• _ACTIVITIES_
**1)** Quote the article on Meta's Chameleon word for word, from "According to the" up to and including "the researchers write.".
**2)** List the kinds of tokens that make up Chameleon's unified vocabulary, according to the article on Meta's Chameleon.

• _READING TEXT_
■ ■ ■
Join us in returning to NYC on June 5th to collaborate with executive leaders in exploring comprehensive methods for auditing AI models regarding bias, performance, and ethical compliance across diverse organizations. Find out how you can attend here.
As competition in the generative AI field shifts toward multimodal models, Meta has released a preview of what can be its answer to the models released by frontier labs. Chameleon, its new family of models, has been designed to be natively multi-modal instead of putting together components with different modalities.
While Meta has not released the models yet, their reported experiments show that Chameleon achieves state-of-the-art performance in various tasks, including image captioning and visual question answering (VQA), while remaining competitive in text-only tasks.
The architecture of Chameleon can unlock new AI applications that require a deep understanding of both visual and textual information.
Early-fusion multimodal models
The popular way to create multimodal foundation models is to patch together models that have been trained for different modalities. This approach is called “late fusion,” in which the AI system receives different modalities, encodes them with separate models and then fuses the encodings for inference. While late fusion works well, it limits the ability of the models to integrate information across modalities and generate sequences of interleaved images and text.
Chameleon uses an “early-fusion token-based mixed-modal” architecture, which means it has been designed from the ground up to learn from an interleaved mixture of images, text, code and other modalities. Chameleon transforms images into discrete tokens, as language models do with words. It also uses a unified vocabulary that consists of text, code and image tokens. This makes it possible to apply the same transformer architecture to sequences that contain both image and text tokens.
According to the researchers, the most similar model to Chameleon is Google Gemini, which also uses an early-fusion token-based approach. However, Gemini uses separate image decoders in the generation phase, whereas Chameleon is an end-to-end model that both processes and generates tokens.
“Chameleon’s unified token space allows it to seamlessly reason over and generate interleaved image and text sequences, without the need for modality-specific components,” the researchers write.
■ ■ ■
Excerpts from a dataset:

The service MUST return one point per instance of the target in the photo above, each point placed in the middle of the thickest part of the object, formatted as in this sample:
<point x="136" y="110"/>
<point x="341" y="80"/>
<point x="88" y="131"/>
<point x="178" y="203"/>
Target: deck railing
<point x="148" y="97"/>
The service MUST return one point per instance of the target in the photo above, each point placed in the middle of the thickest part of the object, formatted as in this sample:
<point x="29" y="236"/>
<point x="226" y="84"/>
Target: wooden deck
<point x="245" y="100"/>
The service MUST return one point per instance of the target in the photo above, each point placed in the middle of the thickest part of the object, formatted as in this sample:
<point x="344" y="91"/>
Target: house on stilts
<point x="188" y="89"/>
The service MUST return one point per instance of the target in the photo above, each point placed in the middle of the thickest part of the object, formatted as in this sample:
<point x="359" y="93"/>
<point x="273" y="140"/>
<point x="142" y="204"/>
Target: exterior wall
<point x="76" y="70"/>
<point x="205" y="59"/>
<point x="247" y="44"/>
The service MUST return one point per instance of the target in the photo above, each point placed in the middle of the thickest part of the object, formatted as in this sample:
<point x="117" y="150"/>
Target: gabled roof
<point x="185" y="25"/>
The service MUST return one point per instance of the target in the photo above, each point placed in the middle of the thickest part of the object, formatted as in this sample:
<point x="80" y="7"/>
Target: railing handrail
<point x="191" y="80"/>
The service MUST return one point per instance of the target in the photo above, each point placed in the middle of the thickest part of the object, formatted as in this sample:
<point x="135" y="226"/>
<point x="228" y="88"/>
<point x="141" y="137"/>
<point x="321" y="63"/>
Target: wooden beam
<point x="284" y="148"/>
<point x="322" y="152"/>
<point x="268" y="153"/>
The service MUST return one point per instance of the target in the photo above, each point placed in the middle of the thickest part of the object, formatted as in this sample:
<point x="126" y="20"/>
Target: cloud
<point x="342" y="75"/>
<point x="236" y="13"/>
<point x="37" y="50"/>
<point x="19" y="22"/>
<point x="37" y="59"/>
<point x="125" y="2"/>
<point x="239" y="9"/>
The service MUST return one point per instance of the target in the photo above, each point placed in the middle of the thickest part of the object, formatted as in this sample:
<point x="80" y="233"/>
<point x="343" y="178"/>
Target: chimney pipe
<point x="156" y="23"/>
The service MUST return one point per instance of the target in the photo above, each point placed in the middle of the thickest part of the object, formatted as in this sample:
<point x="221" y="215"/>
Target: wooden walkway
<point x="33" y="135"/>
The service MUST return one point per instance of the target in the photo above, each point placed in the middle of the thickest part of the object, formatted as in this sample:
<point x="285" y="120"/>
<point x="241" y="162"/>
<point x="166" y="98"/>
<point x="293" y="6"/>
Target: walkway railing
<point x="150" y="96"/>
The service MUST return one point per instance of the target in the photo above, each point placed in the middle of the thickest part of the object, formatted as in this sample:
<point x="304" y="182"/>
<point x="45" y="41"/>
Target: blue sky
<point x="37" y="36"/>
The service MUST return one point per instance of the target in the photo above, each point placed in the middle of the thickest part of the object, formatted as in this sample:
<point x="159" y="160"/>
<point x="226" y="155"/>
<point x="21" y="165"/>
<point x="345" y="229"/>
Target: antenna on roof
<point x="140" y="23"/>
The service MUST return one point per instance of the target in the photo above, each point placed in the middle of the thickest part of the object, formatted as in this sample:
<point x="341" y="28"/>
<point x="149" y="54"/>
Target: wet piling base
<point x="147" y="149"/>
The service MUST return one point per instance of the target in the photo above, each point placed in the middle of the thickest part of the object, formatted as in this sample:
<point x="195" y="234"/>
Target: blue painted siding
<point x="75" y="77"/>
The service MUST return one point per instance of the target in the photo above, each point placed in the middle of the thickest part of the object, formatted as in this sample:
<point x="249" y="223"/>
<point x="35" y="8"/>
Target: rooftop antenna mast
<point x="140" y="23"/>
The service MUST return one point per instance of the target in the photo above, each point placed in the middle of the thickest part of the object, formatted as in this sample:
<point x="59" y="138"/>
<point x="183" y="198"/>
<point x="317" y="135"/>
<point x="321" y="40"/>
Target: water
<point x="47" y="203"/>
■ ■ ■
• _ANSWERS IN ORDER_
**1)**
According to the researchers, the most similar model to Chameleon is Google Gemini, which also uses an early-fusion token-based approach. However, Gemini uses separate image decoders in the generation phase, whereas Chameleon is an end-to-end model that both processes and generates tokens.
“Chameleon’s unified token space allows it to seamlessly reason over and generate interleaved image and text sequences, without the need for modality-specific components,” the researchers write.

**2)** Text tokens, code tokens and image tokens.